***** Input for this task *****

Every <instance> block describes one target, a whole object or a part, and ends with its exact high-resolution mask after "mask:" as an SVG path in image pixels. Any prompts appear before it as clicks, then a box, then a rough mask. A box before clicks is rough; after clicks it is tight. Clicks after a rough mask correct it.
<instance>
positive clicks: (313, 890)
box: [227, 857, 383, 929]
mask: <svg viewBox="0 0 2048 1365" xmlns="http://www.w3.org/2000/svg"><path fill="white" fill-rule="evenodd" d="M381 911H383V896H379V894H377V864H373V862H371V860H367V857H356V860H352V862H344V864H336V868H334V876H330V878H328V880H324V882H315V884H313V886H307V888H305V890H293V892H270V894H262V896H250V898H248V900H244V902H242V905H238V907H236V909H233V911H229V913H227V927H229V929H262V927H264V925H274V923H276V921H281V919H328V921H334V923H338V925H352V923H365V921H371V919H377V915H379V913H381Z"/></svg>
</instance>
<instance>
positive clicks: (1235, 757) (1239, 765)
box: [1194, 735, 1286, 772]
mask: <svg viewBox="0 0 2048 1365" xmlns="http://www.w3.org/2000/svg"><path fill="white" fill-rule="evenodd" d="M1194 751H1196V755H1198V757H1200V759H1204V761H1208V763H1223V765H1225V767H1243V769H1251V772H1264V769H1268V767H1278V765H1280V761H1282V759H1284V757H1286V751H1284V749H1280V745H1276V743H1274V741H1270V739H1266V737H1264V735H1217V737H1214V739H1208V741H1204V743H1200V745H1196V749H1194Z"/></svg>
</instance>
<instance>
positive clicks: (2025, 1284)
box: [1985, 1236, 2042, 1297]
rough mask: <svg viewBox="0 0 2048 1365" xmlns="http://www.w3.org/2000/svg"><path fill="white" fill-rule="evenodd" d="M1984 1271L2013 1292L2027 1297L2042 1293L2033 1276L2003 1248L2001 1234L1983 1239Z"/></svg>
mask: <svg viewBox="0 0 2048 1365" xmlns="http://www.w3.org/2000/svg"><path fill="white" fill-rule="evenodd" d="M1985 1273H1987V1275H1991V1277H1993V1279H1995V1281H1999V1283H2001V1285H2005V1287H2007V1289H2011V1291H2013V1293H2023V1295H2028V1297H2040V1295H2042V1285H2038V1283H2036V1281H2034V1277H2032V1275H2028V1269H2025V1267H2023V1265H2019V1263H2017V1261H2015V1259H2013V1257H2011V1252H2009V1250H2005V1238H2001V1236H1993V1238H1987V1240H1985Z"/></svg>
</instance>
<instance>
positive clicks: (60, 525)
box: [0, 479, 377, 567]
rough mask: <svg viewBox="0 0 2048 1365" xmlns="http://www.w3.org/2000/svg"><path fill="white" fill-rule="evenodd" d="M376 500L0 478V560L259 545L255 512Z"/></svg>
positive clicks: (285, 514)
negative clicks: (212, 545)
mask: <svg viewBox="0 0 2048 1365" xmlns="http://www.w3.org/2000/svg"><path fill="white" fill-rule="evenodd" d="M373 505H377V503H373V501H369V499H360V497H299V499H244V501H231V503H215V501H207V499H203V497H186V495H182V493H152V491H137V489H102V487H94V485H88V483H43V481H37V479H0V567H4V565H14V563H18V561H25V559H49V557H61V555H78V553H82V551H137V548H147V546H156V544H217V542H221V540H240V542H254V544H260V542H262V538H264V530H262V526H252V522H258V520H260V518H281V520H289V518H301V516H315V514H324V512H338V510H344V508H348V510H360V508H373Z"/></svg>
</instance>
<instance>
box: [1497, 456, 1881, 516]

*****

• What to produce:
Each line in the data where the string "positive" occurs should be identified and copied.

• Output:
positive clicks: (313, 890)
positive clicks: (1235, 757) (1239, 765)
positive clicks: (2025, 1284)
positive clicks: (60, 525)
positive clicks: (285, 514)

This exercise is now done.